Gather every line of the material below that contains the word "bridge", and copy each of those lines unchanged.

-----

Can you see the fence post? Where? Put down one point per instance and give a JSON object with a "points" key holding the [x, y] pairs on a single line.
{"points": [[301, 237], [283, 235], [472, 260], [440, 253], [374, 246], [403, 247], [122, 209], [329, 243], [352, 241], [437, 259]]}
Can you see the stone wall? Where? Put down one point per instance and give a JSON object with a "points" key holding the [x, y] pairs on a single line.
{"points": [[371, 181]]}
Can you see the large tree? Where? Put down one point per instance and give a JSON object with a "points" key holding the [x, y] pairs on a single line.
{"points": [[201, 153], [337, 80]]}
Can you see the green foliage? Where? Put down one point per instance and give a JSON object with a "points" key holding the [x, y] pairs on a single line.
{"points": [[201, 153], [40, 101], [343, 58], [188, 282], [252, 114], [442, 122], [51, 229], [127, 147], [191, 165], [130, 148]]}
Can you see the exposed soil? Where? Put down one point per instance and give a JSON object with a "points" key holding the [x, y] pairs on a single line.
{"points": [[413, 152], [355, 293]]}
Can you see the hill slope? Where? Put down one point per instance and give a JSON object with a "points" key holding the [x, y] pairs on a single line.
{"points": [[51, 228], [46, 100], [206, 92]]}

-----

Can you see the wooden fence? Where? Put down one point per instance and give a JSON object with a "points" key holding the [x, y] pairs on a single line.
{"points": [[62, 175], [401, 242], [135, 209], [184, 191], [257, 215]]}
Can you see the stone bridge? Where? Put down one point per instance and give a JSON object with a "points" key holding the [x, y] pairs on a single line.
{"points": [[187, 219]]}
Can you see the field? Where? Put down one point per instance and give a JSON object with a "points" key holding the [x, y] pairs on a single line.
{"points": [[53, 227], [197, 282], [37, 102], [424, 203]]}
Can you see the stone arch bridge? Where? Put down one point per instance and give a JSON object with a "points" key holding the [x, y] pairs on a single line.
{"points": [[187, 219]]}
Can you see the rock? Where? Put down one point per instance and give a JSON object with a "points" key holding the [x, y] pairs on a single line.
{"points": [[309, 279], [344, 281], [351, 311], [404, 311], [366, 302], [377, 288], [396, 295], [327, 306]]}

-----

* **EXPECTED ANSWER**:
Can you see the stone bridge? Where? Put down one point per instance and give a JSON object with a "points" key holding the [x, y] pairs on a single line.
Can you see the stone arch bridge? Where? Put down one point per instance and give a JSON object with a "points" key holding the [x, y] pairs on a single line.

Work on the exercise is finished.